=== PROVIDED INFORMATION ===
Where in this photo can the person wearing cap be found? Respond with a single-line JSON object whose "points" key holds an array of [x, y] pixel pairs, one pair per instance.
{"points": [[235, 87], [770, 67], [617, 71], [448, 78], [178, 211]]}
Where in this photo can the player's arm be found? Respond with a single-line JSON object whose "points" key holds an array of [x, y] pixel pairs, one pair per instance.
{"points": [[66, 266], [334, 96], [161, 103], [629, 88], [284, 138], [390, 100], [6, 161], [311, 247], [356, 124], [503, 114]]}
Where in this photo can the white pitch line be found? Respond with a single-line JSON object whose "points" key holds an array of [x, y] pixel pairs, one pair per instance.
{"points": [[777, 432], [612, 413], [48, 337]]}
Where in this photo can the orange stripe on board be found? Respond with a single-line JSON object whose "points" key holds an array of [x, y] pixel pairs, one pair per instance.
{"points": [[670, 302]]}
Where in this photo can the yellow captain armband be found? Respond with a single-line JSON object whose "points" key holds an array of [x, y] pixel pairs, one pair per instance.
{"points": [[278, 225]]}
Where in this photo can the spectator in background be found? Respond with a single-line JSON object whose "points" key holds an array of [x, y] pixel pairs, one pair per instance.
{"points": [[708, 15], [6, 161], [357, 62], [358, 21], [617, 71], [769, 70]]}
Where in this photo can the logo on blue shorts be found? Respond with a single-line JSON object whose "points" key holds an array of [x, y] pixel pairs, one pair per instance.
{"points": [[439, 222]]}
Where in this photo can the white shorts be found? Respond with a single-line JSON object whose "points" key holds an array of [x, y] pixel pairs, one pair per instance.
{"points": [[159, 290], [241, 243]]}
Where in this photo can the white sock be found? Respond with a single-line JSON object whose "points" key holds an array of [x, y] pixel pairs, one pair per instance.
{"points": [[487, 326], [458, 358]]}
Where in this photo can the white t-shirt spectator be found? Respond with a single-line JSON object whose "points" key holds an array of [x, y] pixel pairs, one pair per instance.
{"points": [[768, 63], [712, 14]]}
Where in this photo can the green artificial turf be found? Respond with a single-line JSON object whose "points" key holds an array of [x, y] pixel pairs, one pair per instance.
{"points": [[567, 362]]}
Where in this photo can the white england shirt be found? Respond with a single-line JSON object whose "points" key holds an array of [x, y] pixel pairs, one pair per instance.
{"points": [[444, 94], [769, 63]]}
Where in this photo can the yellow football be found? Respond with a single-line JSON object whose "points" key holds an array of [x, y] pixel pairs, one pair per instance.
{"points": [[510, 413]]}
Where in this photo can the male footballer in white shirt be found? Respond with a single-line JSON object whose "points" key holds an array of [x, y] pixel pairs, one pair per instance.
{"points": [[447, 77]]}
===
» EXERCISE DIRECTIONS
Rescale the items from the line containing "Where in this photo can the logo", including that line, through the end of the items. Repeat every line with its request unchanged, multiply each x and y coordinate in the answers by 2.5, and round the results to whole numbers, with halves rounding up.

» EXPECTED ANSWER
Where in this photo can the logo on blue shorts be found? Respond with a single-line JSON object whose "points" key holds an array of [x, y] pixel pairs, one pair per instance.
{"points": [[1098, 555]]}
Where in this photo can the white shorts be found? Respond with a single-line JSON object whose "points" key holds an array of [x, y] pixel pairs, one pair per instance.
{"points": [[398, 725], [603, 608]]}
Where in this photo can the white sock be found? Respond with a single-line JSON object whose "points" key holds an array of [x, y] pixel pairs, one pair per instance.
{"points": [[1218, 815], [1145, 895]]}
Where in this photo can the white t-shirt spectator be found? Respond with a single-line JSON object whose "points" key holds an array of [x, y] pixel pairs, one pair per instance.
{"points": [[1920, 158], [1780, 35]]}
Where in this photo can the green artificial turf be found? Respond with a single-line JSON object whose "points" key holds an array of [x, y] pixel pairs, one pair per instance.
{"points": [[1418, 905]]}
Where in this photo can the white england shirt be found? Respond with a single-line JSON object whose "points" key holds an array of [x, y] pixel pairs, one pair per instance.
{"points": [[1110, 235], [1923, 158]]}
Where in this photo can the yellow football be found? Respond with a single-line JSON object whose "points" key holds an array of [x, y] pixel pairs, one pair per instance.
{"points": [[1275, 1033]]}
Where in this photo can the male footballer in white shirt be found? Respond with a single-line JSON object whose "points" key holds an array of [x, y] pixel pairs, one pair per instance.
{"points": [[1118, 193]]}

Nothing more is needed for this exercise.